→ **What this task involves**:
Make an exact copy of every entry.

→ **Material for this task**:
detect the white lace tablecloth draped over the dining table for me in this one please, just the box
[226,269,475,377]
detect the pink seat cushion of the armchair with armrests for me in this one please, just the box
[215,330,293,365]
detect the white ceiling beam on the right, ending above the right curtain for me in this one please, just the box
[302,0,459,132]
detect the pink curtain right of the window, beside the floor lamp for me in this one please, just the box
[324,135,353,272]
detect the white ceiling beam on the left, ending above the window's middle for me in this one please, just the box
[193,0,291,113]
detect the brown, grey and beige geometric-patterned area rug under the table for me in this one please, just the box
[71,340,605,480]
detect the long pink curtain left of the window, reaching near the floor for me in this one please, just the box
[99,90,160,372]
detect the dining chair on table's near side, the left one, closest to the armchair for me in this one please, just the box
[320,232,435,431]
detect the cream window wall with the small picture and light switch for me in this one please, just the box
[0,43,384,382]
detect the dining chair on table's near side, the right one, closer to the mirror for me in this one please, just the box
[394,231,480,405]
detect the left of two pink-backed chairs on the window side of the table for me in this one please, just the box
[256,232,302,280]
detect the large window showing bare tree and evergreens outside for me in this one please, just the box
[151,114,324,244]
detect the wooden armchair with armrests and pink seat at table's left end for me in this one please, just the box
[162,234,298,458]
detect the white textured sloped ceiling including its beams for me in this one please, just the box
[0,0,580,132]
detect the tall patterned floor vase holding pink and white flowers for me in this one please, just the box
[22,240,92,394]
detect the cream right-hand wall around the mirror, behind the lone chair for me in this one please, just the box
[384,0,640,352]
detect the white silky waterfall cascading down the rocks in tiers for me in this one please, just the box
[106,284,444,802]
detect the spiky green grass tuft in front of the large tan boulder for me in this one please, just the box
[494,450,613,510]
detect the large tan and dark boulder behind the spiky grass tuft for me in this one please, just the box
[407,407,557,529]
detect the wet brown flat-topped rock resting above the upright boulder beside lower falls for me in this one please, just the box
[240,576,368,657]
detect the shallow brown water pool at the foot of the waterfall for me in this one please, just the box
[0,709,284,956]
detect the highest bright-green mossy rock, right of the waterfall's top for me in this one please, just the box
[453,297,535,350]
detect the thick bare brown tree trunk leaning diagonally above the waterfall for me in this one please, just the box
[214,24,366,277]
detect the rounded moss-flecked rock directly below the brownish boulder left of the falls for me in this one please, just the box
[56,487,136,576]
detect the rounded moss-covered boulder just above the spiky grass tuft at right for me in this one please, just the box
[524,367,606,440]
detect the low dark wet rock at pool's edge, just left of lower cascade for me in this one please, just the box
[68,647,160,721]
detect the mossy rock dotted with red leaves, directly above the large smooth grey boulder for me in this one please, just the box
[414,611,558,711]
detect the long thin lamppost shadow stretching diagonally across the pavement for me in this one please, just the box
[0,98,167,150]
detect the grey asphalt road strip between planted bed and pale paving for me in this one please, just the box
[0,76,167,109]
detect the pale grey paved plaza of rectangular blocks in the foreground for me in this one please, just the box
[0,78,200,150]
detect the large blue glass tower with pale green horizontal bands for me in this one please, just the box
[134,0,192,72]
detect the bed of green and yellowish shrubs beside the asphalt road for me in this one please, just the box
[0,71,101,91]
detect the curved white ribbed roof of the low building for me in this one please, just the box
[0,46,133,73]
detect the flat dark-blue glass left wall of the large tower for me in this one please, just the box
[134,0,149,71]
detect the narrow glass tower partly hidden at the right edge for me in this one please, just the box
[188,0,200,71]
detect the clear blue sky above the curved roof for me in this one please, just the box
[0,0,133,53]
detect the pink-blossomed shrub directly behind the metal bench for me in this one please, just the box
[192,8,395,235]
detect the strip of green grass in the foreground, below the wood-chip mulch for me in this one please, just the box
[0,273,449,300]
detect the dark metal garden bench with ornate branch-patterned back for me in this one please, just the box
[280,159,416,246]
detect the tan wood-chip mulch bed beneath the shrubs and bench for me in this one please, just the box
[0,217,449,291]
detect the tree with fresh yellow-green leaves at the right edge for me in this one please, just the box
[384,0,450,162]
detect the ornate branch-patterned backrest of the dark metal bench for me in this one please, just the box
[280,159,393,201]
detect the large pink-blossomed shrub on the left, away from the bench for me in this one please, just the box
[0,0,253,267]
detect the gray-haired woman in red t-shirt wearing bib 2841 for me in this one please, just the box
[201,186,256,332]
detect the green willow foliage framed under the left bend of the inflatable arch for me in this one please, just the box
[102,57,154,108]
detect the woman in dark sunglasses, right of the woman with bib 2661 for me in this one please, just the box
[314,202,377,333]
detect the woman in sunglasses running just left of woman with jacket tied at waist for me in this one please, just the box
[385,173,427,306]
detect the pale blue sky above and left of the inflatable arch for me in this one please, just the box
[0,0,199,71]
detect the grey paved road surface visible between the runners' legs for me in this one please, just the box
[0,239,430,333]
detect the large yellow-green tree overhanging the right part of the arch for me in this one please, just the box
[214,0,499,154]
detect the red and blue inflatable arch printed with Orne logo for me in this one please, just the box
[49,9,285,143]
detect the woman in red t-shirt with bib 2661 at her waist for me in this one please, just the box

→ **Answer to the exercise**:
detect the white lace tablecloth draped over the dining table for me in this one please, just the box
[226,269,475,377]
detect the pink seat cushion of the armchair with armrests for me in this one please, just the box
[215,330,293,365]
detect the white ceiling beam on the right, ending above the right curtain for me in this one please, just the box
[302,0,459,132]
detect the pink curtain right of the window, beside the floor lamp for me in this one please, just the box
[324,135,353,272]
detect the white ceiling beam on the left, ending above the window's middle for me in this one please, just the box
[193,0,291,113]
detect the brown, grey and beige geometric-patterned area rug under the table for me in this one please, just the box
[71,340,605,480]
detect the long pink curtain left of the window, reaching near the floor for me in this one please, just the box
[99,90,160,372]
detect the dining chair on table's near side, the left one, closest to the armchair for me in this one please, just the box
[320,232,435,431]
detect the cream window wall with the small picture and light switch for me in this one please, just the box
[0,43,384,382]
detect the dining chair on table's near side, the right one, closer to the mirror for me in this one please, just the box
[394,231,480,405]
detect the left of two pink-backed chairs on the window side of the table for me in this one please, just the box
[256,232,302,280]
detect the large window showing bare tree and evergreens outside for me in this one please, just the box
[151,114,324,244]
detect the wooden armchair with armrests and pink seat at table's left end for me in this one please, just the box
[162,234,298,458]
detect the white textured sloped ceiling including its beams for me in this one please, just the box
[0,0,580,132]
detect the tall patterned floor vase holding pink and white flowers for me in this one please, just the box
[22,240,92,394]
detect the cream right-hand wall around the mirror, behind the lone chair for me in this one please, just the box
[384,0,640,352]
detect the white silky waterfall cascading down the rocks in tiers for me in this one please, just the box
[106,284,444,802]
detect the spiky green grass tuft in front of the large tan boulder for me in this one please, just the box
[494,450,613,510]
detect the large tan and dark boulder behind the spiky grass tuft for me in this one please, just the box
[407,407,557,529]
detect the wet brown flat-topped rock resting above the upright boulder beside lower falls for me in this one please, just the box
[240,576,368,657]
detect the shallow brown water pool at the foot of the waterfall for me in this one please, just the box
[0,709,284,956]
detect the highest bright-green mossy rock, right of the waterfall's top for me in this one please, just the box
[453,297,535,350]
detect the thick bare brown tree trunk leaning diagonally above the waterfall for me in this one please, just the box
[214,24,366,277]
detect the rounded moss-flecked rock directly below the brownish boulder left of the falls for me in this one please, just the box
[56,487,136,576]
detect the rounded moss-covered boulder just above the spiky grass tuft at right for me in this one please, just the box
[524,367,606,440]
detect the low dark wet rock at pool's edge, just left of lower cascade for me in this one please, just the box
[68,647,160,721]
detect the mossy rock dotted with red leaves, directly above the large smooth grey boulder for me in this one please, just the box
[414,611,558,711]
detect the long thin lamppost shadow stretching diagonally across the pavement for me in this one please, just the box
[0,98,167,150]
detect the grey asphalt road strip between planted bed and pale paving for me in this one please, just the box
[0,76,167,109]
detect the pale grey paved plaza of rectangular blocks in the foreground for me in this one please, just the box
[0,78,200,150]
detect the large blue glass tower with pale green horizontal bands for me in this one please, just the box
[134,0,192,72]
detect the bed of green and yellowish shrubs beside the asphalt road for me in this one please, just the box
[0,71,101,91]
detect the curved white ribbed roof of the low building for me in this one please, just the box
[0,46,133,73]
detect the flat dark-blue glass left wall of the large tower for me in this one please, just the box
[134,0,149,71]
detect the narrow glass tower partly hidden at the right edge for me in this one please, just the box
[188,0,200,71]
detect the clear blue sky above the curved roof for me in this one please, just the box
[0,0,133,53]
detect the pink-blossomed shrub directly behind the metal bench for me in this one please, just the box
[192,8,395,235]
detect the strip of green grass in the foreground, below the wood-chip mulch for me in this one please, just the box
[0,273,449,300]
detect the dark metal garden bench with ornate branch-patterned back for me in this one please, just the box
[280,159,416,246]
detect the tan wood-chip mulch bed beneath the shrubs and bench for me in this one please, just the box
[0,217,449,291]
detect the tree with fresh yellow-green leaves at the right edge for me in this one please, just the box
[384,0,450,162]
detect the ornate branch-patterned backrest of the dark metal bench for me in this one please, just the box
[280,159,393,201]
detect the large pink-blossomed shrub on the left, away from the bench for me in this one please, just the box
[0,0,253,267]
detect the gray-haired woman in red t-shirt wearing bib 2841 for me in this one please, just the box
[201,186,256,332]
detect the green willow foliage framed under the left bend of the inflatable arch for me in this one please, just the box
[102,57,154,108]
detect the woman in dark sunglasses, right of the woman with bib 2661 for me in this one please, just the box
[314,202,377,333]
detect the woman in sunglasses running just left of woman with jacket tied at waist for me in this one please, just the box
[385,173,427,306]
detect the pale blue sky above and left of the inflatable arch for me in this one please, just the box
[0,0,199,71]
detect the grey paved road surface visible between the runners' legs for me in this one please, just the box
[0,239,430,333]
detect the large yellow-green tree overhanging the right part of the arch for me in this one please, just the box
[214,0,499,154]
detect the red and blue inflatable arch printed with Orne logo for me in this one please, just the box
[49,9,285,143]
detect the woman in red t-shirt with bib 2661 at her waist for me in this one please, just the box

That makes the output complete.